(Polygon annotations for photos)
======

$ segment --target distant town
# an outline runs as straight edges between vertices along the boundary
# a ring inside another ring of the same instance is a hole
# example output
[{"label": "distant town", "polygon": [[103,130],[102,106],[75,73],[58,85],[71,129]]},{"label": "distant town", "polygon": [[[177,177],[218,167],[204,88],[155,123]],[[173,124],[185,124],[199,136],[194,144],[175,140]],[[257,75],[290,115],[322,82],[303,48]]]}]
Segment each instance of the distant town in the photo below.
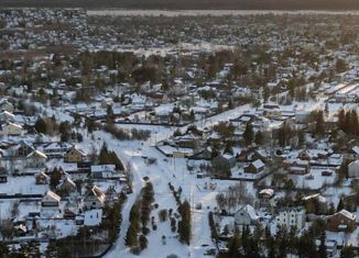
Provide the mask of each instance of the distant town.
[{"label": "distant town", "polygon": [[0,258],[359,257],[358,35],[0,9]]}]

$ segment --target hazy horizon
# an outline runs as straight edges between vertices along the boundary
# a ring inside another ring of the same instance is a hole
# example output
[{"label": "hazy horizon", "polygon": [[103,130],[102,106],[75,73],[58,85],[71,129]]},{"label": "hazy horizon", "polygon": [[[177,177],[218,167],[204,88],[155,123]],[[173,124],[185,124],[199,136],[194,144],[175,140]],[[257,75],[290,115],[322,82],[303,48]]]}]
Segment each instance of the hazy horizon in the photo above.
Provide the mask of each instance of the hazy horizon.
[{"label": "hazy horizon", "polygon": [[165,10],[359,10],[357,0],[0,0],[0,7]]}]

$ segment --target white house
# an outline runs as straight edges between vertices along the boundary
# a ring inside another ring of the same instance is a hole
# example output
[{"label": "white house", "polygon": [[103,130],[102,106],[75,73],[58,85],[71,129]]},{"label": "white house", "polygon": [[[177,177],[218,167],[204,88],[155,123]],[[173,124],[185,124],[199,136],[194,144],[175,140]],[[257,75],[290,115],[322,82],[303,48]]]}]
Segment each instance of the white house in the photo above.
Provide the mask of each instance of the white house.
[{"label": "white house", "polygon": [[48,190],[45,192],[41,200],[41,206],[43,210],[58,210],[61,197],[53,191]]},{"label": "white house", "polygon": [[101,209],[105,204],[106,195],[105,193],[96,186],[87,191],[84,199],[84,207],[86,211],[94,209]]},{"label": "white house", "polygon": [[116,171],[115,165],[96,165],[91,166],[93,178],[111,178]]},{"label": "white house", "polygon": [[235,213],[236,225],[253,225],[258,221],[259,215],[252,205],[247,204]]},{"label": "white house", "polygon": [[84,225],[98,226],[102,221],[102,209],[96,209],[85,212]]},{"label": "white house", "polygon": [[4,136],[22,135],[23,132],[24,131],[23,131],[22,126],[19,124],[15,124],[15,123],[6,122],[6,123],[0,124],[0,136],[1,135],[4,135]]},{"label": "white house", "polygon": [[305,225],[305,210],[304,207],[284,207],[276,216],[276,223],[280,226],[302,229]]},{"label": "white house", "polygon": [[40,150],[34,150],[26,157],[28,168],[44,168],[47,156]]},{"label": "white house", "polygon": [[359,159],[348,165],[349,178],[359,178]]}]

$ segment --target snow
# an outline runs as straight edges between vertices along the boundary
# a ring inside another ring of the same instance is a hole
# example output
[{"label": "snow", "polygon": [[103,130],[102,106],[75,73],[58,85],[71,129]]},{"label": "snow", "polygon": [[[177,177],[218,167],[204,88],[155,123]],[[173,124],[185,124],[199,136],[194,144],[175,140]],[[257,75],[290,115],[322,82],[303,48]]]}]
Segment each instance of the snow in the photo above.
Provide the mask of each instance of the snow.
[{"label": "snow", "polygon": [[96,209],[85,212],[85,226],[97,226],[102,221],[102,209]]}]

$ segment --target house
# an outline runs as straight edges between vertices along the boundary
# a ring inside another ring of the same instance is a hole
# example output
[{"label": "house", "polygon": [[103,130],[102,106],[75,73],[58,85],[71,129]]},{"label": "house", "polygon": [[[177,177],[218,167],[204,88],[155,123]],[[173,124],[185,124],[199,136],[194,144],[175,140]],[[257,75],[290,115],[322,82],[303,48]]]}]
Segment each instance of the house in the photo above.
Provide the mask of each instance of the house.
[{"label": "house", "polygon": [[244,172],[259,173],[264,171],[265,165],[261,159],[257,159],[244,167]]},{"label": "house", "polygon": [[347,210],[341,210],[327,220],[327,231],[330,232],[352,232],[356,227],[356,214]]},{"label": "house", "polygon": [[263,115],[266,119],[281,119],[282,117],[281,106],[278,104],[264,104]]},{"label": "house", "polygon": [[10,103],[7,99],[2,99],[0,100],[0,111],[8,111],[9,113],[13,113],[13,104]]},{"label": "house", "polygon": [[349,178],[359,178],[359,159],[348,165]]},{"label": "house", "polygon": [[18,157],[28,157],[29,154],[33,153],[35,148],[31,146],[28,142],[21,141],[15,147],[15,156]]},{"label": "house", "polygon": [[91,176],[96,179],[112,178],[116,172],[115,165],[95,165],[91,166]]},{"label": "house", "polygon": [[0,183],[8,182],[8,173],[4,169],[0,169]]},{"label": "house", "polygon": [[[315,240],[315,245],[317,248],[319,248],[320,246],[320,240],[316,239]],[[327,251],[327,257],[336,257],[337,253],[338,253],[338,243],[335,239],[326,239],[324,243],[325,247],[326,247],[326,251]]]},{"label": "house", "polygon": [[105,193],[96,186],[89,189],[84,199],[84,209],[86,211],[94,209],[101,209],[105,204],[106,195]]},{"label": "house", "polygon": [[252,205],[247,204],[235,213],[236,225],[254,225],[258,221],[259,215]]},{"label": "house", "polygon": [[229,177],[231,168],[236,165],[236,157],[222,155],[211,160],[214,175],[217,177]]},{"label": "house", "polygon": [[73,180],[70,180],[68,177],[66,177],[65,180],[58,186],[58,189],[69,194],[76,191],[76,183]]},{"label": "house", "polygon": [[302,200],[304,201],[307,213],[325,214],[328,210],[327,199],[319,193],[304,197]]},{"label": "house", "polygon": [[274,190],[270,188],[262,189],[259,193],[259,205],[261,207],[273,206]]},{"label": "house", "polygon": [[48,158],[62,158],[72,147],[68,143],[50,143],[43,146],[43,152]]},{"label": "house", "polygon": [[35,183],[36,184],[48,184],[50,177],[44,171],[40,171],[39,173],[35,175]]},{"label": "house", "polygon": [[65,162],[81,162],[86,159],[87,155],[77,146],[73,146],[64,156]]},{"label": "house", "polygon": [[47,156],[36,149],[29,154],[26,159],[28,168],[44,168],[47,160]]},{"label": "house", "polygon": [[58,210],[61,197],[53,191],[48,190],[45,192],[41,200],[41,206],[43,210]]},{"label": "house", "polygon": [[295,226],[302,229],[305,225],[305,209],[298,207],[283,207],[276,216],[276,224],[287,228]]},{"label": "house", "polygon": [[96,209],[85,212],[84,225],[98,226],[102,221],[102,209]]},{"label": "house", "polygon": [[10,113],[9,111],[2,111],[0,113],[0,121],[6,121],[6,122],[15,122],[15,115]]},{"label": "house", "polygon": [[20,124],[3,122],[0,123],[0,136],[19,136],[24,132]]},{"label": "house", "polygon": [[311,170],[311,164],[306,159],[287,159],[284,160],[283,167],[293,175],[306,175]]}]

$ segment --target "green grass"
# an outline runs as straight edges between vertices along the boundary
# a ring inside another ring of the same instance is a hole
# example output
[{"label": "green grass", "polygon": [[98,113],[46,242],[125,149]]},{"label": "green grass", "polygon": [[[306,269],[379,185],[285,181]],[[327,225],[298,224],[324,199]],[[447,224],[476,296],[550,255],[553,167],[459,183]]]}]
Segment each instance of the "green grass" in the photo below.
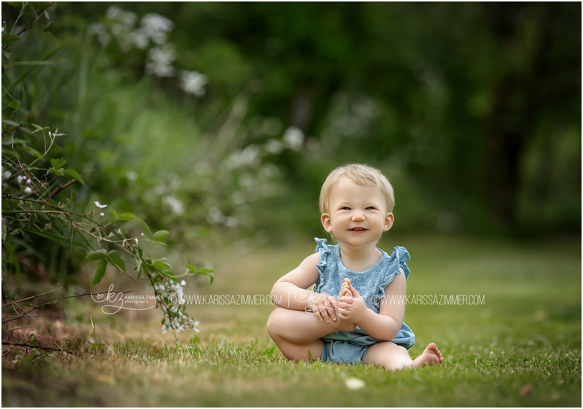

======

* [Problem] Arrange all the entries above as a JSON list of strings with one string per line, dropping blank lines. Leave the pictures out.

* [Completed task]
[
  "$ segment --target distant town",
  "# an outline runs as straight edges between vertices along the boundary",
  "# a ring inside another ring of the same instance is a hole",
  "# example output",
  "[{\"label\": \"distant town\", \"polygon\": [[103,130],[102,106],[75,73],[58,85],[71,129]]},{\"label\": \"distant town\", \"polygon\": [[[177,177],[218,167],[204,88],[155,123]],[[173,124],[185,124],[199,136],[194,144],[175,140]],[[257,75],[290,115],[322,82],[303,48]]]}]",
  "Segment each instance of the distant town in the photo below.",
  "Provide the mask of each instance of the distant town.",
  "[{\"label\": \"distant town\", \"polygon\": [[0,258],[359,257],[358,35],[0,9]]}]",
  "$ segment --target hazy horizon",
  "# an outline runs as straight edges between vertices along the boundary",
  "# a ring inside another ring of the same instance is a hole",
  "# example output",
  "[{\"label\": \"hazy horizon\", \"polygon\": [[103,130],[102,106],[75,73],[58,85],[71,129]]},{\"label\": \"hazy horizon\", \"polygon\": [[[177,177],[218,167],[204,88],[155,123]],[[173,124],[185,124],[199,136],[194,144],[175,140]],[[257,75],[290,115],[322,82],[303,48]]]}]",
  "Segment each instance of the hazy horizon in the photo above.",
  "Provide the mask of each instance of the hazy horizon.",
  "[{\"label\": \"hazy horizon\", \"polygon\": [[165,10],[359,10],[357,0],[0,0],[0,7]]}]",
  "$ segment --target white house",
  "# an outline runs as straight edges between vertices along the boundary",
  "# a ring inside another ring of the same instance is a hole",
  "# example output",
  "[{\"label\": \"white house\", \"polygon\": [[103,130],[102,106],[75,73],[58,85],[71,129]]},{\"label\": \"white house\", \"polygon\": [[[177,177],[218,167],[204,88],[155,123]],[[173,124],[185,124],[199,136],[194,144],[175,140]],[[257,75],[290,115],[322,82],[303,48]]]}]",
  "Segment each instance of the white house in the photo above.",
  "Provide the mask of each instance of the white house.",
  "[{\"label\": \"white house\", \"polygon\": [[48,190],[45,192],[41,200],[41,206],[43,210],[58,210],[61,197],[53,191]]},{\"label\": \"white house\", \"polygon\": [[101,209],[105,204],[106,195],[105,193],[96,186],[87,191],[84,199],[84,207],[86,211],[94,209]]},{\"label\": \"white house\", \"polygon\": [[116,171],[115,165],[96,165],[91,166],[93,178],[111,178]]},{\"label\": \"white house\", \"polygon\": [[235,213],[236,225],[253,225],[258,221],[259,215],[252,205],[247,204]]},{\"label\": \"white house\", \"polygon\": [[84,225],[98,226],[102,221],[102,209],[96,209],[85,212]]},{\"label\": \"white house\", \"polygon\": [[4,136],[22,135],[23,132],[24,131],[23,131],[22,126],[19,124],[15,124],[15,123],[6,122],[6,123],[0,124],[0,136],[1,135],[4,135]]},{\"label\": \"white house\", \"polygon\": [[305,225],[305,210],[304,207],[284,207],[276,216],[276,223],[280,226],[302,229]]},{\"label\": \"white house\", \"polygon\": [[40,150],[34,150],[26,157],[28,168],[44,168],[47,156]]},{\"label\": \"white house\", \"polygon\": [[359,159],[348,165],[349,178],[359,178]]}]",
  "$ segment --target snow",
  "# an outline runs as straight edges between vertices along the boundary",
  "# a ring inside another ring of the same instance is a hole",
  "# example output",
  "[{\"label\": \"snow\", \"polygon\": [[103,130],[102,106],[75,73],[58,85],[71,129]]},{\"label\": \"snow\", \"polygon\": [[[177,177],[218,167],[204,88],[155,123]],[[173,124],[185,124],[199,136],[194,144],[175,140]],[[257,75],[290,115],[322,82],[303,48]]]}]",
  "Segment each instance of the snow in the photo above.",
  "Provide the mask of each instance of the snow.",
  "[{\"label\": \"snow\", \"polygon\": [[96,209],[85,212],[85,226],[97,226],[102,221],[102,209]]}]",
  "$ segment --target house",
  "# an outline runs as straight edges between vertices along the boundary",
  "# a ring inside another ring of the same instance is a hole",
  "# example output",
  "[{\"label\": \"house\", \"polygon\": [[103,130],[102,106],[75,73],[58,85],[71,129]]},{\"label\": \"house\", \"polygon\": [[[177,177],[218,167],[204,88],[155,123]],[[173,124],[185,124],[199,136],[194,144],[175,140]],[[257,75],[290,115],[322,82],[303,48]]]}]",
  "Segment each instance of the house in the photo above.",
  "Provide the mask of each instance of the house.",
  "[{\"label\": \"house\", \"polygon\": [[244,172],[259,173],[264,171],[265,165],[261,159],[257,159],[244,167]]},{\"label\": \"house\", \"polygon\": [[347,210],[341,210],[327,220],[327,231],[330,232],[352,232],[356,227],[356,214]]},{\"label\": \"house\", \"polygon\": [[263,115],[266,119],[281,119],[282,117],[281,106],[278,104],[264,104]]},{\"label\": \"house\", \"polygon\": [[10,103],[7,99],[2,99],[0,100],[0,111],[8,111],[9,113],[13,113],[13,104]]},{\"label\": \"house\", \"polygon\": [[349,178],[359,178],[359,159],[348,165]]},{\"label\": \"house\", \"polygon\": [[18,157],[28,157],[29,154],[33,153],[35,148],[31,146],[28,142],[21,141],[15,147],[15,156]]},{\"label\": \"house\", \"polygon\": [[91,176],[96,179],[112,178],[116,172],[115,165],[95,165],[91,166]]},{\"label\": \"house\", \"polygon\": [[0,183],[8,182],[8,173],[4,169],[0,169]]},{\"label\": \"house\", \"polygon\": [[[315,240],[315,245],[317,248],[319,248],[320,246],[320,240],[316,239]],[[327,251],[327,257],[336,257],[337,253],[338,253],[338,243],[335,239],[326,239],[324,243],[325,247],[326,247],[326,251]]]},{\"label\": \"house\", \"polygon\": [[105,193],[96,186],[89,189],[84,199],[84,209],[86,211],[94,209],[101,209],[105,204],[106,195]]},{\"label\": \"house\", \"polygon\": [[252,205],[247,204],[235,213],[236,225],[254,225],[258,221],[259,215]]},{\"label\": \"house\", \"polygon\": [[229,177],[231,168],[236,165],[236,157],[222,155],[211,160],[214,175],[217,177]]},{\"label\": \"house\", \"polygon\": [[73,180],[70,180],[68,177],[66,177],[65,180],[58,186],[58,189],[69,194],[76,191],[76,183]]},{\"label\": \"house\", \"polygon\": [[302,200],[304,201],[307,213],[325,214],[328,210],[327,199],[319,193],[304,197]]},{\"label\": \"house\", \"polygon\": [[274,190],[270,188],[262,189],[259,193],[259,205],[261,207],[273,206]]},{\"label\": \"house\", \"polygon\": [[48,158],[62,158],[72,147],[68,143],[50,143],[43,146],[43,152]]},{\"label\": \"house\", \"polygon\": [[35,183],[36,184],[48,184],[50,177],[44,171],[40,171],[39,173],[35,175]]},{\"label\": \"house\", \"polygon\": [[65,162],[81,162],[86,159],[87,155],[77,146],[73,146],[64,156]]},{\"label\": \"house\", \"polygon\": [[47,156],[36,149],[29,154],[26,159],[28,168],[44,168],[47,160]]},{\"label\": \"house\", \"polygon\": [[58,210],[61,197],[53,191],[48,190],[45,192],[41,200],[41,206],[43,210]]},{\"label\": \"house\", \"polygon\": [[295,226],[302,229],[305,225],[305,209],[298,207],[283,207],[276,216],[276,224],[287,228]]},{\"label\": \"house\", \"polygon\": [[96,209],[85,212],[84,225],[98,226],[102,221],[102,209]]},{\"label\": \"house\", \"polygon\": [[10,113],[9,111],[2,111],[0,113],[0,121],[6,121],[6,122],[15,122],[15,115]]},{\"label\": \"house\", \"polygon\": [[20,124],[3,122],[0,123],[0,136],[19,136],[24,132]]},{\"label\": \"house\", \"polygon\": [[311,170],[311,164],[306,159],[287,159],[284,160],[283,167],[293,175],[306,175]]}]",
  "$ segment --target \"green grass\"",
  "# an outline runs as straight edges between vertices along the boundary",
  "# a ring inside another ring of the same instance is a hole",
  "# example output",
  "[{\"label\": \"green grass\", \"polygon\": [[98,113],[46,242],[125,149]]},{\"label\": \"green grass\", \"polygon\": [[[306,269],[379,185],[285,181]],[[327,225],[298,224],[324,199]],[[447,224],[476,296],[550,255],[553,167],[459,183]]]}]",
  "Segment each instance of the \"green grass\" in the photo below."
]